- [DOCUMENT EXTRACT]
════
Jim Swift of The Bulwark noted that frequently Democrats criticize GOP policy proposals saying people will die. The GOP responds that doesn’t mean the government should save them. But in this time the GOP variation of the phrase has become: People should die.



Mario King, Mayor of Moss Point, Mississippi, had closed restaurants except for takeout, barbershops and such, and churches. But Mississippi Gov. Tate Reeves issued an order overruling mayors and reopening such businesses. King describes the order as “complete foolishness and foolery.” This is going to spike the number of cases in the state.



Laura Clawson of Kos wrote that entire states may have trouble getting equipment to combat the virus.
That’s because the personal grievances Trump seems most focused on right now are with governors—he’s literally threatening resources for entire states if he doesn’t think their governors have sucked up to him enough.
...
As if the health of entire states should boil down to personal relationships between governors and presidents, because apparently millions of Americans don’t matter.
════
- [STORED DATA]
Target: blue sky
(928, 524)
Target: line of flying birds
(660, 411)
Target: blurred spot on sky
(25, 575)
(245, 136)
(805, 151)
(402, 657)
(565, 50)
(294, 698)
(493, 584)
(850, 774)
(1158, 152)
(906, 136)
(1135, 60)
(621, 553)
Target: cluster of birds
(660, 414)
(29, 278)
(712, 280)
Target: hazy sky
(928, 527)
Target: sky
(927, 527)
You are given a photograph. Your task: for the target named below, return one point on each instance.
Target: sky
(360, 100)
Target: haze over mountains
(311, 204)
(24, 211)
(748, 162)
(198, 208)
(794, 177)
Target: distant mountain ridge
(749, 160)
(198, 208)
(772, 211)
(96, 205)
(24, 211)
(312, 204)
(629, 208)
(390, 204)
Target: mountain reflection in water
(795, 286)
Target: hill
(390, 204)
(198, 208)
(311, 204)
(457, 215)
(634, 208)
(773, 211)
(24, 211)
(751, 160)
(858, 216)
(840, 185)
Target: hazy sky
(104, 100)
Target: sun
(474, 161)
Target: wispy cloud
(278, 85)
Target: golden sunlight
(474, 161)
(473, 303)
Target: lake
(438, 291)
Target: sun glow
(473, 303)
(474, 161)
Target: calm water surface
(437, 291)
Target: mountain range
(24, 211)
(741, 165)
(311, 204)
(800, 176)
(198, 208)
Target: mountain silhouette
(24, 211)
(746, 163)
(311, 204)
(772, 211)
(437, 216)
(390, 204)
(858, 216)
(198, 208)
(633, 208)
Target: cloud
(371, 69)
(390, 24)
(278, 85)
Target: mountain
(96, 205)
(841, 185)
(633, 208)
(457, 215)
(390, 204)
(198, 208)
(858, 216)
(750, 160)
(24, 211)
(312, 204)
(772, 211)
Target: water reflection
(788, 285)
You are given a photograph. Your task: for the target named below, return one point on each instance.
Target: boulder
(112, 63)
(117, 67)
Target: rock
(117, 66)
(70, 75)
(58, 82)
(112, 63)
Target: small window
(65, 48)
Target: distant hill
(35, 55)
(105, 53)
════
- [TASK LIST]
1. In the commentary on pandemic politics, why may entire states have trouble getting equipment to combat the virus? Answer in one to three sentences.
2. Resume the commentary on pandemic politics after its final sentence.

- [YOUR RESPONSES]
1. Trump's personal grievances appear to be mainly with governors. He is threatening resources for whole states if he doesn't think their governors have sucked up to him enough.

2.
Michigan’s Gov. Gretchen Whitmer is one of those who has been critical of the nasty guy.



Ryan Struyk of CNN tweeted a quote from Joe Biden:
The harsh reality is that at least 3 million people now don’t have jobs because our president didn’t do his job when it mattered.



Bloomberg business news tweeted:
The Trump campaign told TV stations they could lose their licenses for airing an ad criticizing the president’s actions in the coronavirus crisis.
Olga Lautman, who researches Russia, responded:
Exactly how Putin handles things. The criminal authoritarian now using a crisis to attempt to silence free press. Media should not allow these bullying tactics and continue reporting facts that Trump intentionally failing to respond and suppress cases will lead to mass deaths.



I’ve written about and quoted Sarah Kendzior, who studies authoritarian regimes. I see Urban Dictionary has an entry for the Kendzior Rule. It’s defined this way:
When you let powerful people commit crimes, they will resurface later and commit more crimes. This will come as a total surprise to everyone who still believes shame is a deterrent to the powerful and corrupt.



After reading that the nasty guy was skeptical of the number of ventilators hospitals say they need, Leah McElrath tweeted:
Trump advised one of his friends and donors to flee NYC and go to a beach town because it would be “safer.”

We have to start acknowledging that Trump KNOWS people will die and WANTS them to die.

Trump WANTS chaos because he can (and already is) use the fog to consolidate power.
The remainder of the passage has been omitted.